**YOUR TASKS:**
(A) Duplicate everything in the KYB fork post from "I have two 03" down to "make a difference.", word for word.
(B) Answer these from the KYB fork post:
(i) What shock spring does the writer run?
(ii) What does the stock 03 YZF fork fluid turn into at cooler temps?
(iii) With worn bushings, how did the writer's fork feel?

**EXTRACT:**
--- Start ---

A couple of things about KYB forks- they are very sensitive to worn bushings, and have bushings which wear rather quickly. The result of said bushings is a nasty case of stiction which will haunt you until the problem is corrected.

I have two 03 YZ250Fs with identical valving. One is the 155# AA kid's, the other is mine (185# Sen A) and both are used in the woods. Both have stock fork springs, I run a 5.0 shock spring. In good condition, either works very good in either woods or medium duty MX. This fall, my bushings were worn and my bike's fork worked like CRAP compared to the kid's bike. It felt stiff yet blew the stroke. New bushing time... :cry:

Also, the stock 03 YZF forks came with some weird fluid which turns into pancake syrup at cooler temps. Just getting rid of the stock fluid will make a difference.

--- End ---

**INFORMATION SUPPLIED:**
--- Start ---

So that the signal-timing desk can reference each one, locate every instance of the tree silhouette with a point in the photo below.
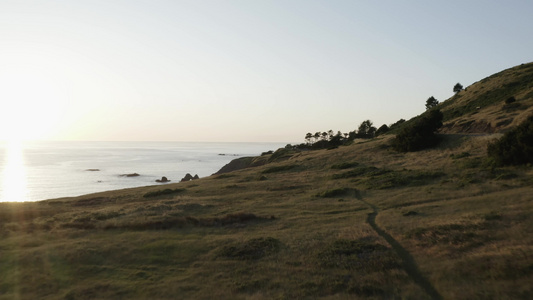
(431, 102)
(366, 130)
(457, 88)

--- End ---
--- Start ---

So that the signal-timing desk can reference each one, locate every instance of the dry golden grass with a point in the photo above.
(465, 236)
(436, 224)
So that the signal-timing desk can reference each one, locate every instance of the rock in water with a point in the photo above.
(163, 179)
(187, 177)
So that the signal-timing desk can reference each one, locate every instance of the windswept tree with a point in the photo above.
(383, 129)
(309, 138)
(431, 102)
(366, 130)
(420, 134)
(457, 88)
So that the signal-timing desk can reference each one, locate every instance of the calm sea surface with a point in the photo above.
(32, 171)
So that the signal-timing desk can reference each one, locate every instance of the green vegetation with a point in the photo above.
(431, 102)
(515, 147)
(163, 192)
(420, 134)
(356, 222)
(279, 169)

--- End ---

**WORKED SOLUTIONS:**
(A)
I have two 03 YZ250Fs with identical valving. One is the 155# AA kid's, the other is mine (185# Sen A) and both are used in the woods. Both have stock fork springs, I run a 5.0 shock spring. In good condition, either works very good in either woods or medium duty MX. This fall, my bushings were worn and my bike's fork worked like CRAP compared to the kid's bike. It felt stiff yet blew the stroke. New bushing time... :cry:

Also, the stock 03 YZF forks came with some weird fluid which turns into pancake syrup at cooler temps. Just getting rid of the stock fluid will make a difference.

(B)
(i) A 5.0 shock spring.
(ii) Pancake syrup.
(iii) Stiff, yet it blew the stroke.